## Excerpt provided
--- START ---

Without computer modeling, it would be extraordinarily difficult to predict protein structures simply through the analysis of genome sequence data. In fact, the analysis of such data might be as helpful as reading tea leaves. Now, while the number-crunching ways of computers may seem as mysterious as divination, they do lead to useful results, provided sufficient data—a large enough volume of tea leaves!—is available.
Sufficient data for protein structure prediction, demonstrates a new study, may be obtained through metagenomics, the sequencing of DNA from environmental samples. Metagenomics has often been used to characterize the genomic diversity of microbial communities. The technique, however, is also contributing to the mapping of the protein universe, much of which remains largely unexplored.
There are close to 15,000 protein families in the database Pfam. For nearly a third (4752) of these protein families, there is at least one protein in each family that already has an experimentally determined structure. For another third (4886) of the protein families, comparative models could be built with some degree of confidence. For the final third (5211), however, no structural information exists.

--- END ---

## Work instruction A
Decide whether each statement agrees with the passage on protein structure prediction, and answer yes or no for each, quoting the words of the passage that settle it. (i) Pfam holds close to 15,000 protein families. (ii) Metagenomics sequences DNA taken from single cultured organisms. (iii) Every protein family in Pfam has some structural information available.
## Work instruction B
Transcribe the part of the passage on protein structure prediction that opens with the words containing "There are close" and closes with "structural information exists.".

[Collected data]

--- START ---

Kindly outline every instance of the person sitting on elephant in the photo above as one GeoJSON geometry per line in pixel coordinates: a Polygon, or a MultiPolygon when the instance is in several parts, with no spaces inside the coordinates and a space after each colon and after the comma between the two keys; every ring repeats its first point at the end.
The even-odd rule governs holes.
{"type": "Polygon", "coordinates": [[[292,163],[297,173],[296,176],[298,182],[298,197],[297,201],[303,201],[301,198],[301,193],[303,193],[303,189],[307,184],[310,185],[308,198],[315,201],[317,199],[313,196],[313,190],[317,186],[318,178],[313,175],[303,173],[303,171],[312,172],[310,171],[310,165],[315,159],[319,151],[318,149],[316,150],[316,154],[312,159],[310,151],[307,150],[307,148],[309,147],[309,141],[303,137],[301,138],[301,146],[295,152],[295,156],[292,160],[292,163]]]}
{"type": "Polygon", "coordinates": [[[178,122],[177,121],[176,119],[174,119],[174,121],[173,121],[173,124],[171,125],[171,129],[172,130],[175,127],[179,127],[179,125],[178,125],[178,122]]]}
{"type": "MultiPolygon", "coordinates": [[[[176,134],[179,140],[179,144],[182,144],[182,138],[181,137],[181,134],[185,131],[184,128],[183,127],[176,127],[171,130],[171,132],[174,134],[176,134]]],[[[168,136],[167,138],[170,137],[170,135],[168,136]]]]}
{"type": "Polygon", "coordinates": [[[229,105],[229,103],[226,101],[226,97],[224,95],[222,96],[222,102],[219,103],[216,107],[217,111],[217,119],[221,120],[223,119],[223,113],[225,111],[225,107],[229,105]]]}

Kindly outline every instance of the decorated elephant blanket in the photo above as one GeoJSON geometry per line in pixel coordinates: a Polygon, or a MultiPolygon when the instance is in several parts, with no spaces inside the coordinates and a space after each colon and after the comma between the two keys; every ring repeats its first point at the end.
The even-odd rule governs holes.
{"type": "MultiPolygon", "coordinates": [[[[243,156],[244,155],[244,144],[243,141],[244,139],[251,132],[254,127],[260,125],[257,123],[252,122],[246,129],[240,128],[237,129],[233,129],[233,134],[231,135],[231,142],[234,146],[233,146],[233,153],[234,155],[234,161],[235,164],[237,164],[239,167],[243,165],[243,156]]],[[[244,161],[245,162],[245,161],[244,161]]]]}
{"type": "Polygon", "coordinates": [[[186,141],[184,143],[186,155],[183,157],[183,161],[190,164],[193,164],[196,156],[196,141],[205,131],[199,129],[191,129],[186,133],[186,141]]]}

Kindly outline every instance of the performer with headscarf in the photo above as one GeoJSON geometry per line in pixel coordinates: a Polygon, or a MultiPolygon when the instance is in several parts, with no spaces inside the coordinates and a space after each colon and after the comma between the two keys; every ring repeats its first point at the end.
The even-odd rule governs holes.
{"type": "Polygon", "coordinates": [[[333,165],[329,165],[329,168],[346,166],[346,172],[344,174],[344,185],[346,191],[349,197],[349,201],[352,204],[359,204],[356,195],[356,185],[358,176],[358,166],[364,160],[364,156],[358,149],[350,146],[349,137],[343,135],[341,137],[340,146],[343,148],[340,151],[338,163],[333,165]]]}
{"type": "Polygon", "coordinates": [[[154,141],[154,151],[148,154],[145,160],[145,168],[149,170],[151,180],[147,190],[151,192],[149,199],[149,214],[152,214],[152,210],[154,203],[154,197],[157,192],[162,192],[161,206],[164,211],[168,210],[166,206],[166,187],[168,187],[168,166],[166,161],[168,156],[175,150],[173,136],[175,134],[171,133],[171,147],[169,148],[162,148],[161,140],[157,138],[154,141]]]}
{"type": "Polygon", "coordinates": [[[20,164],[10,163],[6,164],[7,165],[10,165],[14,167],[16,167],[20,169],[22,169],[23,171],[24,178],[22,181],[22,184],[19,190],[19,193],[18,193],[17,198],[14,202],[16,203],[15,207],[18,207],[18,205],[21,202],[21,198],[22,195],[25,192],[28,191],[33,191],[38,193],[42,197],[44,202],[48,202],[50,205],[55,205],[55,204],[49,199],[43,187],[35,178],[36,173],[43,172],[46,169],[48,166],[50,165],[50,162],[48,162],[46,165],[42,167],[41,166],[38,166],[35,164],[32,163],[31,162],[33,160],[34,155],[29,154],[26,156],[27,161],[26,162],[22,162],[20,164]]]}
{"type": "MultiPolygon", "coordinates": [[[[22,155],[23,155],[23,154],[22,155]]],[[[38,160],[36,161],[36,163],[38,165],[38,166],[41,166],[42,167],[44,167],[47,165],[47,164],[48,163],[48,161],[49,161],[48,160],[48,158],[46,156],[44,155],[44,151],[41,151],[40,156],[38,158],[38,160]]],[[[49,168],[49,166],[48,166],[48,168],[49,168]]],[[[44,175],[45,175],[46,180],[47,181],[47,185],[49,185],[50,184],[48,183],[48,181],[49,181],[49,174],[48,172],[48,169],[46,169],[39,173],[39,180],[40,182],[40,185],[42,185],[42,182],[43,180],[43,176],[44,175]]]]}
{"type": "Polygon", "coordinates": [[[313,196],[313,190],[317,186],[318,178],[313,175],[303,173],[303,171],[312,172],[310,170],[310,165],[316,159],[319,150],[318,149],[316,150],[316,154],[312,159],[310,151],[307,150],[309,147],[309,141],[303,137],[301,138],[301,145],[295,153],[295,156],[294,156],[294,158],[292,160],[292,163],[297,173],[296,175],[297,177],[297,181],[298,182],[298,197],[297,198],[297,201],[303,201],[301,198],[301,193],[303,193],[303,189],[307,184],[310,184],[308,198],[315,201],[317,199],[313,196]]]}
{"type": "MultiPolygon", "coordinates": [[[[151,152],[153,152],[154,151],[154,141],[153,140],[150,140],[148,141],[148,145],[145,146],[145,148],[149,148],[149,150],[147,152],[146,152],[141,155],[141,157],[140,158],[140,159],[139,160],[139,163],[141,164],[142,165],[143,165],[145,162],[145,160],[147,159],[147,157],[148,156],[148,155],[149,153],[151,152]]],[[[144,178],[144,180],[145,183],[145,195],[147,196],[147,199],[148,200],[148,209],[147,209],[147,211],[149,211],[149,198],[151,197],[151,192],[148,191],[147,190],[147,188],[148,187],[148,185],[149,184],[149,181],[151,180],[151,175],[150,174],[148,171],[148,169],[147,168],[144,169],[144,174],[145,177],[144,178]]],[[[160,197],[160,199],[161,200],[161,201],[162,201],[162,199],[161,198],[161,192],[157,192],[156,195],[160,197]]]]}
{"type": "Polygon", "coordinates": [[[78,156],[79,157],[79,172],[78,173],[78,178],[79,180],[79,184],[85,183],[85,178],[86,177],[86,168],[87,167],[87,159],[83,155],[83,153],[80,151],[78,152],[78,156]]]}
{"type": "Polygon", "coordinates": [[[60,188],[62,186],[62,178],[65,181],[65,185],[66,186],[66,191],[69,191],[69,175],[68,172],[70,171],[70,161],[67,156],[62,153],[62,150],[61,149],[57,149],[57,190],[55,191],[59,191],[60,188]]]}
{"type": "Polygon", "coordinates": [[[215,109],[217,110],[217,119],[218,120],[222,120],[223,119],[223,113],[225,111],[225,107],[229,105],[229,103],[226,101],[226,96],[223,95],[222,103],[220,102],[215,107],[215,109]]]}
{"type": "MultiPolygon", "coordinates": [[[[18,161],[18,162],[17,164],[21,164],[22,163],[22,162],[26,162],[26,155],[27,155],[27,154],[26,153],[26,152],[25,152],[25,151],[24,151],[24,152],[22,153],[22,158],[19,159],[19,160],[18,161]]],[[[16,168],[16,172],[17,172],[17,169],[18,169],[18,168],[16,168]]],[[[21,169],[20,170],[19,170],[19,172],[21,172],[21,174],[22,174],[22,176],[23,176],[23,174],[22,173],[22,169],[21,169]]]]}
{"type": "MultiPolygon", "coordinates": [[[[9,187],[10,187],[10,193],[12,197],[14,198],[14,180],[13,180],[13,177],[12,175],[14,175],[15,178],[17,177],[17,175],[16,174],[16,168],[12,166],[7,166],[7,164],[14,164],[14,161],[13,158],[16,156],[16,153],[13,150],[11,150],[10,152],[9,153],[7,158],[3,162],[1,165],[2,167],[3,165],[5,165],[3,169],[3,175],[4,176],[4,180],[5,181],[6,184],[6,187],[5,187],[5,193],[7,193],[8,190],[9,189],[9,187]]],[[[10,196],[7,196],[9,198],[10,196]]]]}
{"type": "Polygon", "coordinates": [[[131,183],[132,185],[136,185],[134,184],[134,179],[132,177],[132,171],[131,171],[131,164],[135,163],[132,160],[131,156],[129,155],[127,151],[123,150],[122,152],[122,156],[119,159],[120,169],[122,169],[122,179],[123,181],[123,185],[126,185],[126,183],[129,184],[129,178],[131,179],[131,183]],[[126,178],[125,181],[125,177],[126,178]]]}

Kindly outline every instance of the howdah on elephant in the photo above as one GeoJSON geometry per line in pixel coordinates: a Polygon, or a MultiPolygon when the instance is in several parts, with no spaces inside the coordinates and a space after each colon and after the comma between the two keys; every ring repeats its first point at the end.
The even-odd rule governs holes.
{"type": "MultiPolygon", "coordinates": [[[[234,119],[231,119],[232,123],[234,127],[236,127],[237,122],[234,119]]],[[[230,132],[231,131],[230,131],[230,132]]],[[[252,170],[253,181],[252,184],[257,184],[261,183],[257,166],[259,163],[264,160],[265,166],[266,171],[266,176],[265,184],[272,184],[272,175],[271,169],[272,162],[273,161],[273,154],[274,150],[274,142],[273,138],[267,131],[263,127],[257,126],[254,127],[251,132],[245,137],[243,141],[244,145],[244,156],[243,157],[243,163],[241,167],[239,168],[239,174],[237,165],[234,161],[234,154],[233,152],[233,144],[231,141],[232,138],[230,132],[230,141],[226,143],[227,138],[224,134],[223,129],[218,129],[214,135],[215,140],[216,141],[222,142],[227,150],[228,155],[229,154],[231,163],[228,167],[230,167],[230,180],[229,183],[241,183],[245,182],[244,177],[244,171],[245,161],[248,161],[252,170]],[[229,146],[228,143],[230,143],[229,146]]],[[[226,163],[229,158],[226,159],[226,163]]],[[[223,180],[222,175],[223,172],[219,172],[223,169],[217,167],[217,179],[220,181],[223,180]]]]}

--- END ---

## Response area A
(i) Yes: "There are close to 15,000 protein families in the database Pfam."
(ii) No: "metagenomics, the sequencing of DNA from environmental samples."
(iii) No: "For the final third (5211), however, no structural information exists."

## Response area B
There are close to 15,000 protein families in the database Pfam. For nearly a third (4752) of these protein families, there is at least one protein in each family that already has an experimentally determined structure. For another third (4886) of the protein families, comparative models could be built with some degree of confidence. For the final third (5211), however, no structural information exists.